#### Te lezen tekst

══════════

Meer informatie
Wanneer u verbinding probeert te maken met een Internet-provider, kunt u een van de volgende foutberichten ontvangen:
Fout 629: De verbinding van de poort is verbroken door de externe machine.
Fout 640: NetBIOS-fout.
Problemen bij het maken van een verbinding met uw Internet-provider kunnen de volgende oorzaken hebben:
- De instellingen voor de inbelverbinding met de Internet-provider zijn verkeerd geconfigureerd.
- De PPP-server (Point-to-Point protocol) van de Internet-provider werkt niet goed.
Voer de procedures in elk van de volgende secties in de aangegeven volgorde uit om het probleem te bepalen en op te lossen. Nadat u een procedure hebt voltooid, controleert u of u nu wel verbinding kunt maken met de Internet-provider.
Uw gebruikersnaam en wachtwoord controleren
Controleer of Caps Lock niet per ongeluk is ingeschakeld en controleer vervolgens of u de gebruikersnaam en het wachtwoord exact zo typt als door de Internet-provider is opgegeven. Als u niet zeker weet wat uw gebruikersnaam en wachtwoord zijn, neemt u contact op met de Internet-provider.
Elke verificatie met normale tekst accepteren
Configureer de inbelverbinding met de Internet-provider zodanig dat elke verificatie met normale tekst wordt geaccepteerd. Hiertoe gaat u als volgt te werk:
- Klik op Start, wijs Programma's aan, wijs Bureau-accessoires aan en klik op Externe toegang.
- Klik op het telefoonnummer voor de Internet-provider in het vak Te kiezen nummer in telefoonlijst.
- Klik op Meer en klik vervolgens op Vermelding en modemeigenschappen bewerken.
- Open het tabblad Beveiliging, klik op Elke vorm van verificatie (inclusief leesbare tekst) accepteren en klik op OK.
De verbindingssnelheid verlagen
Als ruis of andere interferentie op de telefoonlijn een probleem is, kunt u misschien wel verbinding maken met de Internet-provider door de verbindingssnelheid te verlagen. Voer de volgende stappen uit om de verbindingssnelheid te verlagen:
- Klik op Start, wijs Programma's aan, wijs Bureau-accessoires aan en klik op Externe toegang.
- Klik op het telefoonnummer voor de Internet-provider in het vak Te kiezen nummer in telefoonlijst.
- Klik op Meer en klik vervolgens op Vermelding en modemeigenschappen bewerken.
- Klik op uw modem in het vak Kiezen met en klik op Configureren.
- Klik in het vak Beginsnelheid (BPS) op 9600 en klik vervolgens op OK.
- Klik op OK.
Als u verbinding kunt maken met een lagere snelheid of als de lijn zodanig ruist dat u geen verbinding kunt maken, laat u de lijnen controleren door de telefoonmaatschappij.

══════════

#### Opgeslagen gegevens
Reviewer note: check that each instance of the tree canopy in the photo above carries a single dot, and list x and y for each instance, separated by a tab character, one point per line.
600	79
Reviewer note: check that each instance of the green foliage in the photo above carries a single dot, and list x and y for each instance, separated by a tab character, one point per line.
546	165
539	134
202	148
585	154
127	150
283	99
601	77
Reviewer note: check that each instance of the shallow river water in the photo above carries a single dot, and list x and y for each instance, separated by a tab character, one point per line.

══════════

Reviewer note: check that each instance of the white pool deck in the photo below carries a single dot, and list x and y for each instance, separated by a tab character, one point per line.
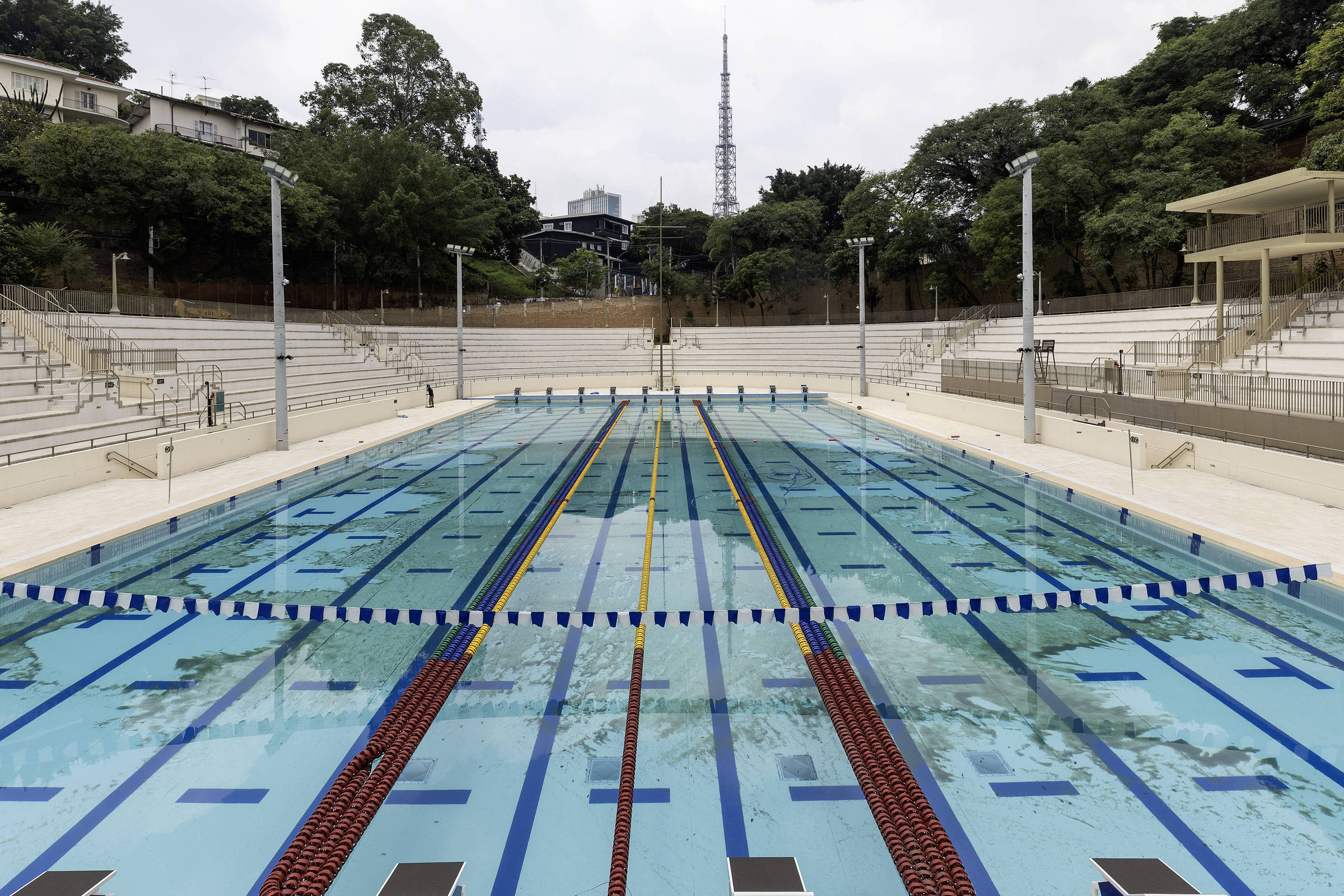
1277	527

══════════

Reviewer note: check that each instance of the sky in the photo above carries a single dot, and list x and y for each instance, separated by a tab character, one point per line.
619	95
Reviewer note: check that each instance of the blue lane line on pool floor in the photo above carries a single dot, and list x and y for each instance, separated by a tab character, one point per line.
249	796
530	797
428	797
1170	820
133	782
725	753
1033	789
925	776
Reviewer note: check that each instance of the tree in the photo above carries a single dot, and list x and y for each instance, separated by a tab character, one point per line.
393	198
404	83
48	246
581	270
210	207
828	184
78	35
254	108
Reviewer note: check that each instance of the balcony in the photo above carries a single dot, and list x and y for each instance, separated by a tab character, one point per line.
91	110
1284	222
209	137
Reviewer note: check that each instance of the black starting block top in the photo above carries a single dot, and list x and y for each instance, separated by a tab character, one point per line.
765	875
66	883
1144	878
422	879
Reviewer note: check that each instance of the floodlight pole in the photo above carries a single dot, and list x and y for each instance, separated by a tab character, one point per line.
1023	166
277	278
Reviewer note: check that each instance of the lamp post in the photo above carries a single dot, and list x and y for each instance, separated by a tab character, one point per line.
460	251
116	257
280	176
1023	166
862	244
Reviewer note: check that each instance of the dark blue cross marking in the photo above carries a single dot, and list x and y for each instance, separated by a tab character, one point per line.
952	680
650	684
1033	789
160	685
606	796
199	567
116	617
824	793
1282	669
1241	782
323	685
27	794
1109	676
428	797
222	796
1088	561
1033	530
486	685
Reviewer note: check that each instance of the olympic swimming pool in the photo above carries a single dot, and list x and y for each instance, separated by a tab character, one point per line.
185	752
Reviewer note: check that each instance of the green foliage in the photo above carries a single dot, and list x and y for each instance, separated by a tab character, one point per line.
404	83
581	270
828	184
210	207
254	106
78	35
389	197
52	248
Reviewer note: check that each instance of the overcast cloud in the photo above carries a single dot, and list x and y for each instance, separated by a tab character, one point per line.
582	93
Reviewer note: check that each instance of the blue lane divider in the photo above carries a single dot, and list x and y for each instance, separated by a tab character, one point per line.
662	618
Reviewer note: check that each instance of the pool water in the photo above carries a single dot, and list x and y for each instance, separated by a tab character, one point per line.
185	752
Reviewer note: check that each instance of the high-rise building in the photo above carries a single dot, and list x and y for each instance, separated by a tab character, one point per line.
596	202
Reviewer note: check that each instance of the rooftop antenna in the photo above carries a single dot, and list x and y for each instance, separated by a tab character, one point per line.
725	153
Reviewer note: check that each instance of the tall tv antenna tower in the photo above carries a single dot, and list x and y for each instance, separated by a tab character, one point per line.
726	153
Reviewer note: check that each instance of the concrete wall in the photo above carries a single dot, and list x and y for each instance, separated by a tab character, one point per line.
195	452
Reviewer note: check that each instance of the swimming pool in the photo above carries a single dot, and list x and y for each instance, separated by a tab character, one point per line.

══════════

#### Uit te voeren taken
a - Vertaal de volgende zin uit de tekst over foutberichten bij inbelverbindingen in het Engels: "Controleer of Caps Lock niet per ongeluk is ingeschakeld en controleer vervolgens of u de gebruikersnaam en het wachtwoord exact zo typt als door de Internet-provider is opgegeven."
b - Zet de tekst over foutberichten bij inbelverbindingen voort, te beginnen na de laatste zin ervan.

#### Resultaten per taak
a - Make sure that Caps Lock has not been turned on by accident, and then check that you type the user name and password exactly as specified by the Internet service provider.

b -
Datatransportbesturing door de hardware inschakelen
Schakel de doorstroombesturing voor hardware uit in de inbelverbinding met de Internet-provider. Hiertoe gaat u als volgt te werk:
- Klik op Start, wijs Programma's aan, wijs Bureau-accessoires aan en klik op Externe toegang.
- Klik op het telefoonnummer voor de Internet-provider in het vak Te kiezen nummer in telefoonlijst.
- Klik op Meer en klik vervolgens op Vermelding en modemeigenschappen bewerken.
- Open het tabblad Standaard, klik op Configureren, schakel het selectievakje Datatransportbesturing door de hardware inschakelen uit en klik op OK.
- Klik op OK.
Foutenbeheersing van modem inschakelen
Schakel foutenbeheersing voor de modem uit in de inbelverbinding met de Internet-provider. Hiertoe gaat u als volgt te werk:
- Klik op Start, wijs Programma's aan, wijs Bureau-accessoires aan en klik op Externe toegang.
- Klik op het telefoonnummer voor de Internet-provider in het vak Te kiezen nummer in telefoonlijst.
- Klik op Meer en klik vervolgens op Vermelding en modemeigenschappen bewerken.
- Open het tabblad Standaard, klik op Configureren, schakel het selectievakje Foutenbeheersing van modem inschakelen uit en klik op OK.
- Klik op OK.
Modemcompressie uitschakelen
Schakel de modemcompressie uit in de inbelverbinding met de Internet-provider. Hiertoe gaat u als volgt te werk:
- Klik op Start, wijs Programma's aan, wijs Bureau-accessoires aan en klik op Externe toegang.
- Klik op het telefoonnummer voor de Internet-provider in het vak Te kiezen nummer in telefoonlijst.
- Klik op Meer en klik vervolgens op Vermelding en modemeigenschappen bewerken.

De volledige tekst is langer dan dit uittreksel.